[Task requirements]
Could you transcribe every record below exactly as written, leaving out any pictures?

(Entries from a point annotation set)

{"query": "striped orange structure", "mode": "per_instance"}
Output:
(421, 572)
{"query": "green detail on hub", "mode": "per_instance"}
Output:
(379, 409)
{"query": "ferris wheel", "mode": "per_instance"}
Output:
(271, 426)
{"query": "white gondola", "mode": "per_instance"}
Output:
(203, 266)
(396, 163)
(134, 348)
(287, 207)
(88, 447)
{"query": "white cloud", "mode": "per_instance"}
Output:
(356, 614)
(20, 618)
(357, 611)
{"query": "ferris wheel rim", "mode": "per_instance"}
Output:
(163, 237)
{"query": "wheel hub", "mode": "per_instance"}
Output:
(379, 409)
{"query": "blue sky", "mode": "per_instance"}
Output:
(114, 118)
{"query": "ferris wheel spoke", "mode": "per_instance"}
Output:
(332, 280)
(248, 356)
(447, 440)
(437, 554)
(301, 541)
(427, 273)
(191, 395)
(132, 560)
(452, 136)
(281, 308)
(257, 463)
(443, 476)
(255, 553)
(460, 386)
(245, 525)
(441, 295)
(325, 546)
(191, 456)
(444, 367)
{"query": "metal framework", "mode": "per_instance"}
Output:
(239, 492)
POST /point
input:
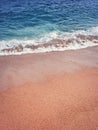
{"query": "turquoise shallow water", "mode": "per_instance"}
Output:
(32, 22)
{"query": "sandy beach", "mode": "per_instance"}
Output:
(50, 91)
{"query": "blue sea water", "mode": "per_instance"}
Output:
(32, 22)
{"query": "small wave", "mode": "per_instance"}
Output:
(55, 41)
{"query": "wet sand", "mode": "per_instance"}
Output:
(50, 91)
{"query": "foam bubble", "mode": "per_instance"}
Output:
(54, 41)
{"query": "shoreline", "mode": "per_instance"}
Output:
(50, 91)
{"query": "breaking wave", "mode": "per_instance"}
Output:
(54, 41)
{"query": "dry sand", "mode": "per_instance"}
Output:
(50, 91)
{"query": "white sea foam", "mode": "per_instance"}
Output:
(54, 41)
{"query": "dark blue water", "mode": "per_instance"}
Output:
(34, 19)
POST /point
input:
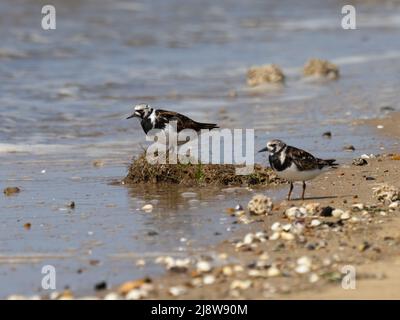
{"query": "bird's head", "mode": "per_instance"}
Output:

[Expected answer]
{"query": "striped orange structure", "mode": "per_instance"}
Output:
(421, 572)
{"query": "green detail on hub", "mode": "per_instance"}
Output:
(379, 409)
{"query": "ferris wheel", "mode": "per_instance"}
Output:
(271, 426)
{"query": "white gondola", "mode": "per_instance"}
Output:
(203, 266)
(396, 163)
(134, 348)
(287, 207)
(88, 447)
{"query": "white cloud", "mode": "per_instance"}
Output:
(356, 614)
(20, 618)
(357, 611)
{"query": "ferris wheel rim", "mode": "per_instance"}
Output:
(163, 237)
{"query": "wheel hub", "mode": "per_instance"}
Output:
(379, 409)
{"query": "blue sky", "mode": "per_instance"}
Output:
(114, 118)
{"query": "ferris wheel spoke", "mode": "per_instance"}
Output:
(332, 280)
(248, 356)
(447, 440)
(437, 554)
(301, 541)
(427, 273)
(191, 395)
(132, 560)
(452, 136)
(281, 308)
(257, 463)
(443, 476)
(255, 553)
(460, 386)
(245, 525)
(441, 295)
(325, 546)
(191, 456)
(444, 367)
{"query": "metal framework", "mode": "per_instance"}
Output:
(239, 492)
POST /point
input:
{"query": "turquoise shallow water", "mode": "per_instance"}
Output:
(32, 22)
{"query": "sandy beach", "mode": "per_instance"}
Output:
(50, 91)
{"query": "blue sea water", "mode": "per_instance"}
Output:
(32, 22)
{"query": "small wave", "mode": "per_instance"}
Output:
(55, 41)
{"query": "wet sand", "mode": "per_instance"}
Output:
(50, 91)
{"query": "foam bubble", "mode": "per_instance"}
Output:
(54, 41)
{"query": "shoreline", "mode": "per_instance"}
Output:
(50, 91)
{"query": "breaking wave", "mode": "per_instance"}
Output:
(54, 41)
{"query": "dry sand", "mode": "per_instance"}
Output:
(50, 91)
{"query": "white sea foam", "mode": "per_instance"}
Output:
(54, 41)
{"query": "dark blue water", "mode": "per_instance"}
Output:
(34, 19)
POST /point
input:
{"query": "bird's head", "mode": "per_instance"}
Output:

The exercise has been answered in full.